### Given text
━━━━━━━━

The CountVectorizer provides a simple way to both tokenize a collection of text documents and build a vocabulary of known words, but also to encode new documents using that vocabulary. You can use it as follows:

* Create an instance of the `CountVectorizer` class.
* Call the `fit()` function in order to learn a vocabulary from one or more documents.
* Call the `transform()` function on one or more documents as needed to encode each as a vector.

An encoded vector is returned with a length of the entire vocabulary and an integer count for the number of times each word appeared in the document. Because these vectors will contain a lot of zeros, we call them sparse. Python provides an efficient way of handling sparse vectors in the scipy.sparse package. The vectors returned from a call to transform() will be sparse vectors, and you can transform them back to NumPy arrays to look and better understand what is going on by calling the toarray() function. Below is an example of using the CountVectorizer to tokenize, build a vocabulary, and then encode a document.

━━━━━━━━

### Supplied material
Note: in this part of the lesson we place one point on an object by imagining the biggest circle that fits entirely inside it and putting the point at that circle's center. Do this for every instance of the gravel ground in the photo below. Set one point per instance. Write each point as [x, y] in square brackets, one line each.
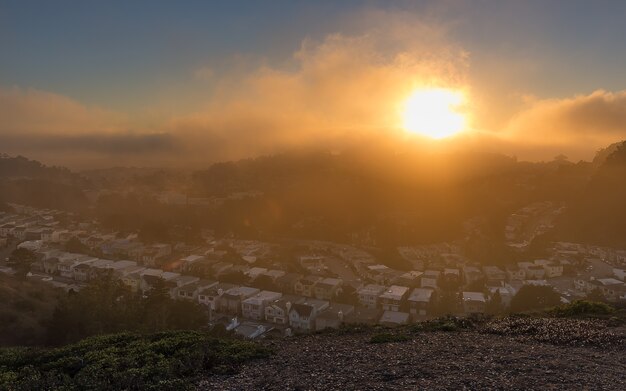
[518, 354]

━━━━━━━━

### Stated goal
In the CountVectorizer text, which function turns the sparse vectors returned by transform() back into NumPy arrays?

### Completed task
The toarray() function.